The input: Begin

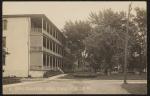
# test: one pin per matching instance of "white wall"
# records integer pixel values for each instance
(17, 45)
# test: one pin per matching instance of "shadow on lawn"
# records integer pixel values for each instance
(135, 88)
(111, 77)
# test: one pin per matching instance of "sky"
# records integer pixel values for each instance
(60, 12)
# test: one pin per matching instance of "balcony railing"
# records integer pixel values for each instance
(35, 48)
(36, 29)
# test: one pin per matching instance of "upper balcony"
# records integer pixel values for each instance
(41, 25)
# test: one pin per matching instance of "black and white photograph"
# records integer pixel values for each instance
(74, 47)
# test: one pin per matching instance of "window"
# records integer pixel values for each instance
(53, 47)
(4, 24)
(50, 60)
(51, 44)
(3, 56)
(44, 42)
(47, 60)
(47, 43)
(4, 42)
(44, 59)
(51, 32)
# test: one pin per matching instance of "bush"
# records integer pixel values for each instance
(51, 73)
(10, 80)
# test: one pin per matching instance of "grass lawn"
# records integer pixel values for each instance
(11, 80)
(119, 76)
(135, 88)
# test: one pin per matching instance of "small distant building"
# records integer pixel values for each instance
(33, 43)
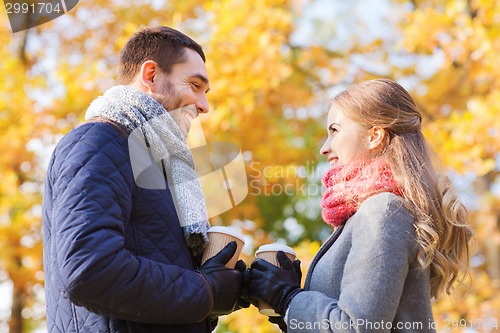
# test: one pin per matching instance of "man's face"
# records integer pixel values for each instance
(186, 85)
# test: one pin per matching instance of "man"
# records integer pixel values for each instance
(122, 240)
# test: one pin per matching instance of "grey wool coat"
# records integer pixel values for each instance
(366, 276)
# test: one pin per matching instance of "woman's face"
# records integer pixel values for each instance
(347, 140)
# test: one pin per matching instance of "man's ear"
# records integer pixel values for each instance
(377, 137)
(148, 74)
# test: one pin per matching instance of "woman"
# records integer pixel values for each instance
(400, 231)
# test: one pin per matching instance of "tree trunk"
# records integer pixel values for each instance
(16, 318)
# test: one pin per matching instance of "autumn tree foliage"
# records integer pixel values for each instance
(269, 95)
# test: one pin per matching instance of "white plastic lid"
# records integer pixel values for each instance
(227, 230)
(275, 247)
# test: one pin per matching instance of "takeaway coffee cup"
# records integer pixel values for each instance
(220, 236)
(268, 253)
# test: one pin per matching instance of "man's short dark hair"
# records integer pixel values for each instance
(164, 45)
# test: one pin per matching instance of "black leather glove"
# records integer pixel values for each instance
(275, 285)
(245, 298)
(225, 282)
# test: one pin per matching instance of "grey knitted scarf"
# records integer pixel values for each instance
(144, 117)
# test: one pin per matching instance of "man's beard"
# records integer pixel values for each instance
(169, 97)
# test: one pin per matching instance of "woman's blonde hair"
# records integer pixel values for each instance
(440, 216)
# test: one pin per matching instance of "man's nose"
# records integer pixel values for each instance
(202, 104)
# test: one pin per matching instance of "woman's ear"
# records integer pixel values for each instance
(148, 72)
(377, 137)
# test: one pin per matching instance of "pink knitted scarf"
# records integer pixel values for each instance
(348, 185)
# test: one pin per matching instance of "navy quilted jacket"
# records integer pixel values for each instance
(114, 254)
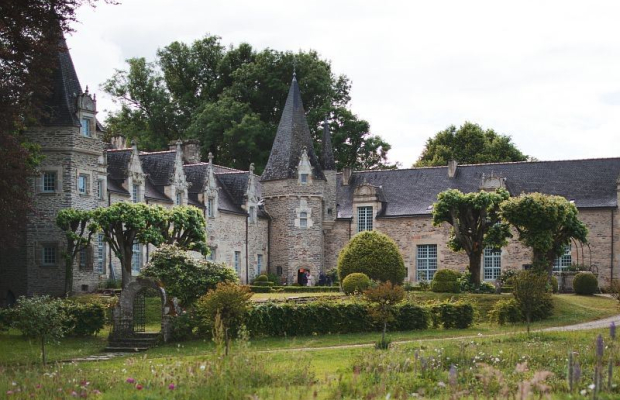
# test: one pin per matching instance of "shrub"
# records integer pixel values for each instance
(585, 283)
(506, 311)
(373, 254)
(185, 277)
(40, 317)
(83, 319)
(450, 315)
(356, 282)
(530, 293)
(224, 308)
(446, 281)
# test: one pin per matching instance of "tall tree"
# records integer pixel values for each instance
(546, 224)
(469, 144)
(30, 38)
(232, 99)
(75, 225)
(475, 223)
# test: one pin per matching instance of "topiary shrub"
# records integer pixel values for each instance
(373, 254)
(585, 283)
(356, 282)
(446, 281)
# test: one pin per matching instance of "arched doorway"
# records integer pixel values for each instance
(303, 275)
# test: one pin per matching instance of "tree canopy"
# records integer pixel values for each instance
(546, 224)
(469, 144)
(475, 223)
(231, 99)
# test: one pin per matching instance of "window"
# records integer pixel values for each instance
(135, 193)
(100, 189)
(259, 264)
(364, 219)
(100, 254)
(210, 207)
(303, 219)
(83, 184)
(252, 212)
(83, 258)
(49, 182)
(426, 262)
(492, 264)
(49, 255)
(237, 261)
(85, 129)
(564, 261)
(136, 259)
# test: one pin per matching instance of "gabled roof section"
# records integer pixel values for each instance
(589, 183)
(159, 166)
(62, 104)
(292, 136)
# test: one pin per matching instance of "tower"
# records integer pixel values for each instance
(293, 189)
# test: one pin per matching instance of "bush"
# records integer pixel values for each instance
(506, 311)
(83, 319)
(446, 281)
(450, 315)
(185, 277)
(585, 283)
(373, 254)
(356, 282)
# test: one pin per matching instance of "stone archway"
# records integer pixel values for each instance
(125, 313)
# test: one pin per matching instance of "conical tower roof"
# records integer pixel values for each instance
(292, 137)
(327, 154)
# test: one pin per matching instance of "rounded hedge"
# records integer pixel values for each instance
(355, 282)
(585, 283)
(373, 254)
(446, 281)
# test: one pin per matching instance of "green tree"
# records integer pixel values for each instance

The input: End

§ Task description:
Would you write out the material above in full, exactly as given, except for its pictures?

§ Solved problem:
# test: one pin per matching instance of "white wall"
# records integer pixel values for each instance
(17, 45)
# test: one pin per matching instance of "shadow on lawn"
# records integer pixel values for each instance
(135, 88)
(111, 77)
# test: one pin per matching instance of "sky"
# records integer pixel values for each instance
(60, 12)
# test: one pin per matching instance of "balcony railing"
# records integer pixel values for each instance
(35, 48)
(36, 29)
# test: one pin per matching instance of "upper balcony"
# records integer pixel values for each instance
(41, 25)
# test: one pin per matching instance of "black and white photograph"
# records integer pixel values for each instance
(74, 47)
# test: one pin per matching instance of "window"
# records integer pixel values for each instance
(53, 47)
(4, 24)
(50, 60)
(51, 44)
(3, 56)
(44, 42)
(47, 60)
(47, 43)
(4, 42)
(44, 59)
(51, 32)
# test: one pin per matching instance of "bush"
# records integer pixel values for each instance
(51, 73)
(10, 80)
# test: one pin per matching instance of "grass lawn"
# records integer pixel values for each instance
(11, 80)
(119, 76)
(135, 88)
# test: one pin per matching instance of "small distant building"
# records integer pixel values for each instance
(33, 43)
# test: one pin per matching instance of "man's face"
# records integer pixel values for each instance
(186, 85)
# test: one pin per matching instance of "man"
# records integer pixel values for each instance
(122, 240)
# test: one pin per matching instance of "grey wool coat"
# records integer pixel values for each instance
(366, 276)
# test: one pin per matching instance of "woman's face"
# records integer pixel values for each instance
(347, 140)
# test: one pin per matching instance of "man's ear"
# records integer pixel values for each instance
(377, 137)
(148, 74)
# test: one pin per matching instance of "woman"
# records integer pixel values for each instance
(400, 231)
# test: one pin per matching instance of "tree trunk"
# records integer pixel values for each instance
(16, 318)
# test: one pin per matching instance of "autumn tree foliage"
# records integer pixel values for each instance
(269, 95)
# test: one pin per matching instance of "white plastic lid"
# records integer pixel values for each instance
(227, 230)
(275, 247)
# test: one pin per matching instance of "takeaway coffee cup"
# records integer pixel values for each instance
(220, 236)
(268, 253)
# test: one pin per matching instance of "man's short dark hair"
# records integer pixel values for each instance
(164, 45)
# test: one pin per matching instance of "black leather glove"
# records integer pixel values for each instance
(275, 285)
(245, 298)
(225, 282)
# test: one pin per matching instance of "grey knitted scarf"
# records integer pixel values for each instance
(144, 117)
# test: one pin per matching instance of "man's beard"
# records integer pixel values for each instance
(169, 97)
# test: one pin per matching instance of "woman's blonde hair"
# records integer pixel values for each instance
(440, 216)
# test: one pin per matching instance of "man's nose"
# records integer pixel values for each instance
(202, 104)
# test: one pin per matching instance of "woman's ear"
# records integer pixel values for each instance
(148, 72)
(377, 137)
# test: one pin per matching instance of "pink knitted scarf"
# records integer pixel values for each instance
(348, 185)
# test: one pin per matching instance of "navy quilted jacket"
# records integer pixel values for each instance
(114, 254)
# test: one pin per matching instance of "shrub"
# records integer pixel values for each instance
(585, 283)
(506, 311)
(373, 254)
(185, 277)
(40, 317)
(83, 319)
(450, 315)
(356, 282)
(530, 293)
(224, 308)
(446, 281)
# test: one pin per matching instance of "tall tree"
# records integer pixel values for each instance
(546, 224)
(469, 144)
(30, 38)
(232, 99)
(75, 225)
(475, 223)
# test: one pin per matching instance of "topiary shrub"
# records integer pixel values for each instance
(373, 254)
(585, 283)
(356, 282)
(446, 281)
# test: one pin per matching instance of "arched doorway"
# records integer pixel values for each instance
(303, 275)
# test: one pin per matching instance of "tree canopy"
# records integer pixel values for each instance
(546, 224)
(469, 144)
(475, 223)
(231, 99)
# test: one pin per matching instance of "window"
# records integer pixel values for each instance
(135, 193)
(100, 189)
(259, 264)
(364, 219)
(100, 254)
(210, 207)
(303, 219)
(83, 184)
(252, 212)
(83, 258)
(49, 182)
(426, 262)
(492, 264)
(49, 255)
(237, 261)
(85, 129)
(564, 261)
(136, 259)
# test: one pin per matching instance of "gabled roof section"
# records integer pixel values for each instance
(589, 183)
(159, 166)
(62, 104)
(292, 136)
# test: one pin per matching instance of "tower"
# records integer pixel values for each instance
(293, 189)
# test: one pin per matching instance of "bush"
# records integer pixel values for each instance
(506, 311)
(83, 319)
(446, 281)
(450, 315)
(185, 277)
(585, 283)
(373, 254)
(356, 282)
# test: one pin per matching instance of "stone archway"
# records integer pixel values for each instance
(125, 313)
# test: one pin per matching instance of "conical tower roof"
# records integer pixel values for each instance
(292, 137)
(327, 154)
# test: one pin per matching instance of "rounded hedge"
# records integer pixel values for each instance
(355, 282)
(585, 283)
(373, 254)
(446, 281)
# test: one pin per matching instance of "green tree"
# records integer pixel values for each instance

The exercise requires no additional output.